### Task to complete
Copy each line of the data below in which the word "building" can be found.

[Opening Provided data section]

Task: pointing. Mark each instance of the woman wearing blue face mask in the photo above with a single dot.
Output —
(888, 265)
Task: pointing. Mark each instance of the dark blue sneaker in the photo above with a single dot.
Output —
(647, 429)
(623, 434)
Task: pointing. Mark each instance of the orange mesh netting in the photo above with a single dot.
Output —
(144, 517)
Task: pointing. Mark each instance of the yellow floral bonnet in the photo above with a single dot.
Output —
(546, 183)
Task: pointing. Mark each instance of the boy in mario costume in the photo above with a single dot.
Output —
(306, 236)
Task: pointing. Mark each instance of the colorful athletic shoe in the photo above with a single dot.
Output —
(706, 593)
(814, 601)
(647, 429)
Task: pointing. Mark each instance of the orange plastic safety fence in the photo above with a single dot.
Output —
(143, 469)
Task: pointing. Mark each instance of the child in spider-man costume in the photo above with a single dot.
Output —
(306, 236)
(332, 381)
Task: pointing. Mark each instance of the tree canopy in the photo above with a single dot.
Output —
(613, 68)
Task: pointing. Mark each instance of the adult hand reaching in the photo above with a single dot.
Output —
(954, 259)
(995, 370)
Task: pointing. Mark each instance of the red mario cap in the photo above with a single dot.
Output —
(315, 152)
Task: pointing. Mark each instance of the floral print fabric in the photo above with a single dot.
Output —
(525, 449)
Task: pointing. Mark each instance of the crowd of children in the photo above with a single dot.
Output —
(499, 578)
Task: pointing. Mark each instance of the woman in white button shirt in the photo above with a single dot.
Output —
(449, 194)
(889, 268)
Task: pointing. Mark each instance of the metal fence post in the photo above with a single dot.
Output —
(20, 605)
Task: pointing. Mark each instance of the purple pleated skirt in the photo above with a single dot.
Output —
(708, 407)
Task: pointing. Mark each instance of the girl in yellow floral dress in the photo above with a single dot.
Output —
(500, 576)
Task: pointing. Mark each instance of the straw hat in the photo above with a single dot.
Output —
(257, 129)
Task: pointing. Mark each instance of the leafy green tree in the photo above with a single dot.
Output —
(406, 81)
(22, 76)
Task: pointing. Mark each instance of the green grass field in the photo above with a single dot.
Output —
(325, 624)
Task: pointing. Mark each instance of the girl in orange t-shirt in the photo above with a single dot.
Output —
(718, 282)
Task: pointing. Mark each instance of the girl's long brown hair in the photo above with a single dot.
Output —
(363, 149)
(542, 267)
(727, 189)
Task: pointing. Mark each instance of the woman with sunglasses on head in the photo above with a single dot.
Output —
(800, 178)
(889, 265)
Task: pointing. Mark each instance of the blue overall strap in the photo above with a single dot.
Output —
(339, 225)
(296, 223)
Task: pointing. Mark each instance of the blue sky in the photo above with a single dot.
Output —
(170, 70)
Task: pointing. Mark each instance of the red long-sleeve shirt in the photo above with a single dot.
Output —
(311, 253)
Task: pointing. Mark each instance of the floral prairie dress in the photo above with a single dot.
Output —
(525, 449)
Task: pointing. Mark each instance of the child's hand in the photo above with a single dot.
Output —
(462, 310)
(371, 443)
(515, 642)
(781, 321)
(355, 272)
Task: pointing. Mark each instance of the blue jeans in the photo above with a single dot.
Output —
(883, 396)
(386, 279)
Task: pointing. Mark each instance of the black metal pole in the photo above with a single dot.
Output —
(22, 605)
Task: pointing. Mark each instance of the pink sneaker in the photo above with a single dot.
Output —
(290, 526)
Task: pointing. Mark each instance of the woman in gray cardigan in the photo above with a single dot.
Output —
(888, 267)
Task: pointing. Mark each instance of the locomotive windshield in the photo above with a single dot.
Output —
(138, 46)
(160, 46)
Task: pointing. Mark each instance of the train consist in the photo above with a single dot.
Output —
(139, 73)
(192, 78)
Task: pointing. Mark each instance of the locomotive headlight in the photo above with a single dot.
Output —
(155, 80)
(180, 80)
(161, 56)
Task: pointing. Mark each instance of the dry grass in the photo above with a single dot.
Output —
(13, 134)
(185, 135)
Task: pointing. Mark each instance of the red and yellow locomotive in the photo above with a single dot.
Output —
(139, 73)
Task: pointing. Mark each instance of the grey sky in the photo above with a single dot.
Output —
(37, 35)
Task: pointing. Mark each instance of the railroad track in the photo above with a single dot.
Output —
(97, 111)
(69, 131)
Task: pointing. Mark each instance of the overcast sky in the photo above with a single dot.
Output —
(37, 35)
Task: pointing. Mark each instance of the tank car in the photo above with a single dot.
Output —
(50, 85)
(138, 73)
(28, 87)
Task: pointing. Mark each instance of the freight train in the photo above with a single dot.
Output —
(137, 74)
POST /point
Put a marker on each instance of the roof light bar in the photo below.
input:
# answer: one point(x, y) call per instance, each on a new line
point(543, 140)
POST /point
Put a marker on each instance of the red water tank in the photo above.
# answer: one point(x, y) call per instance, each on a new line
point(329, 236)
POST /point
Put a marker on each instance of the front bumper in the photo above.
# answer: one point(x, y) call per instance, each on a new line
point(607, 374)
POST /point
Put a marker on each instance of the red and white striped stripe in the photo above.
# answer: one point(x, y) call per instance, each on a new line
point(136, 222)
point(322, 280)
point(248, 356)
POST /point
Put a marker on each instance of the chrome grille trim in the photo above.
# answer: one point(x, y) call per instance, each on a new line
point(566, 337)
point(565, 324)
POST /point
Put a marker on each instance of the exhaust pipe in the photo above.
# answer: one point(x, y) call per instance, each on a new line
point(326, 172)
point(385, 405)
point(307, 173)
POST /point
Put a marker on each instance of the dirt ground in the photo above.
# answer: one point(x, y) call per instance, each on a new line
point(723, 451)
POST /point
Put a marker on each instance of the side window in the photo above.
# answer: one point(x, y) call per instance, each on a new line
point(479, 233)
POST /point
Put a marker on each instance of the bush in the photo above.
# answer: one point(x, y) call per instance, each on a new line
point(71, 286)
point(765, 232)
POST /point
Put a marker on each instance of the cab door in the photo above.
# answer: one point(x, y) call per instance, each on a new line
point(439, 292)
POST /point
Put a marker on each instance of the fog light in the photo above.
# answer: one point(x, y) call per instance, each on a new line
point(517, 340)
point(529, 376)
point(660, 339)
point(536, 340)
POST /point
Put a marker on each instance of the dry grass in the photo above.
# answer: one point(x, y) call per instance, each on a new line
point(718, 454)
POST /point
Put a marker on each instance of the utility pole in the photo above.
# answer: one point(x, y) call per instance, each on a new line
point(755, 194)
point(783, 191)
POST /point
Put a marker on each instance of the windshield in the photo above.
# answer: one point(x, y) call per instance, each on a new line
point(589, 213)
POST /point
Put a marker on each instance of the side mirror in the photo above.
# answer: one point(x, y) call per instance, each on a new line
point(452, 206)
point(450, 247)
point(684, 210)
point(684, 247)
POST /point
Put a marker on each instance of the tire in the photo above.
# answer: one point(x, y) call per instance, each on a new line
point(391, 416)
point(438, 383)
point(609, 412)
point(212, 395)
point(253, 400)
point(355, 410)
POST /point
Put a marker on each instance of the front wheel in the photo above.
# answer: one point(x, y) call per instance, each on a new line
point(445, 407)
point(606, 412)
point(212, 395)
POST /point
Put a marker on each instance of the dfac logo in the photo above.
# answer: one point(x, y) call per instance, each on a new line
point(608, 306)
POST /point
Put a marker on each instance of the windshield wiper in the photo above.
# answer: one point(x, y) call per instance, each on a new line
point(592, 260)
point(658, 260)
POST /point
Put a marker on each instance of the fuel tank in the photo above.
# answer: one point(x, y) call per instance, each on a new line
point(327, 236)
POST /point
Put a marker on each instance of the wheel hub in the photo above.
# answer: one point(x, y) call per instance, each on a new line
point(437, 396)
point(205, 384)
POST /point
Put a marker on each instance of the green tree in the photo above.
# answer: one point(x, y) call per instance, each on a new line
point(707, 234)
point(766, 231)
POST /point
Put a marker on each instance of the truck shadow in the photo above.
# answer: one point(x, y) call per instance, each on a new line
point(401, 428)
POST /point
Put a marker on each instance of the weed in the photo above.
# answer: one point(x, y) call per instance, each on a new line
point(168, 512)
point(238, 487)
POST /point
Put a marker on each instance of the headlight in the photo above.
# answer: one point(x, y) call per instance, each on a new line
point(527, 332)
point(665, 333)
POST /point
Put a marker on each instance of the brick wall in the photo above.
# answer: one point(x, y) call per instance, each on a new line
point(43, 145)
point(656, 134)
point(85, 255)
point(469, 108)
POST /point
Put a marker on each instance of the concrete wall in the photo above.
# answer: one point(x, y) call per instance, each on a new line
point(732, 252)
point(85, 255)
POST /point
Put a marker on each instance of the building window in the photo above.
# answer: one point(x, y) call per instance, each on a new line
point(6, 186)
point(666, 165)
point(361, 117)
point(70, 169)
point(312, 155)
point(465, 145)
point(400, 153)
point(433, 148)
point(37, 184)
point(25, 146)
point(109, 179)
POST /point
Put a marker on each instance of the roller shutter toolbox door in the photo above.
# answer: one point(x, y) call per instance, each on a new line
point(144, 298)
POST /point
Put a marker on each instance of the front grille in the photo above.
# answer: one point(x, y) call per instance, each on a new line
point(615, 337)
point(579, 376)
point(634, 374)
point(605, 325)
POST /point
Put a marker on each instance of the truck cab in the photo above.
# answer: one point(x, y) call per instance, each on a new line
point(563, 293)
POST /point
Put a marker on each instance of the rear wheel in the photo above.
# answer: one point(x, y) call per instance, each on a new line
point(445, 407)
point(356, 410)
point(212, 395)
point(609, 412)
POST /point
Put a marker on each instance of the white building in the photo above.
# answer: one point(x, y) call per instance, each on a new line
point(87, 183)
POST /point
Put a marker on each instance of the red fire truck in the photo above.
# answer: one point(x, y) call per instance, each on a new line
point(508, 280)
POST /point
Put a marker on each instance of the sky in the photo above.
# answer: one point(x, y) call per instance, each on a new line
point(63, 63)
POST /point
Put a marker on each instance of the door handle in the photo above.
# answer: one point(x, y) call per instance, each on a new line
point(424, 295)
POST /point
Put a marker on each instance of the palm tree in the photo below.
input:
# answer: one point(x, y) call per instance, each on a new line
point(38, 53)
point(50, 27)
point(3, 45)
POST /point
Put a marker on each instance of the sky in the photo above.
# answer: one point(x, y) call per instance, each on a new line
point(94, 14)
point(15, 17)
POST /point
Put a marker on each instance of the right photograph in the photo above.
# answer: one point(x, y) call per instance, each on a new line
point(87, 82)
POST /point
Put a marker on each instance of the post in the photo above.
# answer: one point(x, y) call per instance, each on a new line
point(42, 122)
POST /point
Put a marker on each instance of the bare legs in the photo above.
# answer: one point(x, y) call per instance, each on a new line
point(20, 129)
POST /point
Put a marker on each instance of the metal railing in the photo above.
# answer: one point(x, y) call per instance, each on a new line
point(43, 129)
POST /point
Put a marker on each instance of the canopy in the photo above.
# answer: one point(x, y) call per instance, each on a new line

[Closing Provided data section]

### Problem solution
Put a marker on each instance of the building window in the photo above.
Put a marker on each instance of the white building in the photo above.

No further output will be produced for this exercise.